● **Source text**
# # # #

So I just left. But remember that: it's the Arco off 205 in Lathrop. Nastiest restroom on the planet. Germs for miles. Wear a mask and keep your windows rolled up when you speed past. You'll thank me later.

And now we're off to Flagstaff. There was a little wine bar downtown with the cutest little rack of miniature glasses for tastings, and I'm going to find out if it's still there.

XO

14 comments:

Jazz said...

I've never understood how they can miss a hole a foot across but when it comes to sex, they never ever miss do they?

Anonymous said...

Have you ever given any thought to purchasing a really fine motor home? I would think you could score one for under $50,000 and it would eliminate all of the hair issues and broken locks in the L.Q. inns, filthy restrooms on the road, searching for vegetables in less than desirable neighborhoods [they would be in your own frig] and a comfy place to write your bog as well as your own clean bed every night. Sounds like a perfect solution to the travel issues and angst.

Laurie said...

Heh - for someone who hates body fluids you sure love to write about them!

My husband is clean in the bathroom too, and always leaves the seat down, and doesn't understand why other men have any problems with that. And this is a guy who is sloppy in every other way.

peggy gatto said...

Man, you guys are "movin"! And here I thought you might stay in SF for a day or 2!!!
Safe journey!

peggy gatto said...

Man, you guys are "movin"! And here I thought you might stay in SF for a day or 2!!!
Safe journey!

Mandi said...

# # # #

● **Goal**
Does each statement agree with the blog post above? Answer yes or no for each, quoting the deciding words from the post: (a) The restroom being warned about is at the Arco off 205 in Lathrop; (b) The next destination named is San Francisco; (c) Laurie's husband always leaves the seat up.

● **Dataset records**
# # # #

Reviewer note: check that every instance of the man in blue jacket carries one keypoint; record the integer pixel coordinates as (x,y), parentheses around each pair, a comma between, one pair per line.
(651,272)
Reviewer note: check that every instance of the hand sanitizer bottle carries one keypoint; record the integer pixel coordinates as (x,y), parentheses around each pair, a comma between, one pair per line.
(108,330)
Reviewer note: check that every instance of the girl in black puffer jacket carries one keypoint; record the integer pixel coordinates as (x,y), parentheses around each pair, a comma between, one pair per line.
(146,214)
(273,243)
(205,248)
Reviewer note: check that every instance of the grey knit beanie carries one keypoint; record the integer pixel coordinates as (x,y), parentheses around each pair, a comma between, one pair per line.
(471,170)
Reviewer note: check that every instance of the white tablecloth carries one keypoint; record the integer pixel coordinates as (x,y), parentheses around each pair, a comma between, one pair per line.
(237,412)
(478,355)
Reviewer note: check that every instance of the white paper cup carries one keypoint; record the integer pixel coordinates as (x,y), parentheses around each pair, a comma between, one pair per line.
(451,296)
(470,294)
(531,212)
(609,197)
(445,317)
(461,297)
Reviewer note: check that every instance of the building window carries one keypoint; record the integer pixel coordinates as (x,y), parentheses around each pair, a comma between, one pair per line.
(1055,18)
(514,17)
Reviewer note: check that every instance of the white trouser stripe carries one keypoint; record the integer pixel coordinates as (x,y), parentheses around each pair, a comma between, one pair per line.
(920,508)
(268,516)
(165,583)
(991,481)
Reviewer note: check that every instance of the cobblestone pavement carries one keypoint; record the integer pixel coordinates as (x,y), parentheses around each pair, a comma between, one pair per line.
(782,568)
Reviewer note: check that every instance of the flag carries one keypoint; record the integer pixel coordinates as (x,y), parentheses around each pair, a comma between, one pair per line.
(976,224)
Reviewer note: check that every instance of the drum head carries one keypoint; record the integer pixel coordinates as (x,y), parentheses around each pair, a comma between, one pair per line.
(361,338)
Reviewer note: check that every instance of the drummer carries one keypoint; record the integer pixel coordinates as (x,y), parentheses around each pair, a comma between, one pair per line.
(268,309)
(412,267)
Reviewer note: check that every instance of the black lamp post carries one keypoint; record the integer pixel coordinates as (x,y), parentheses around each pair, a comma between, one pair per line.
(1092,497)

# # # #

● **Solution for this problem**
(a) Yes: "it's the Arco off 205 in Lathrop"
(b) No: "And now we're off to Flagstaff."
(c) No: "always leaves the seat down"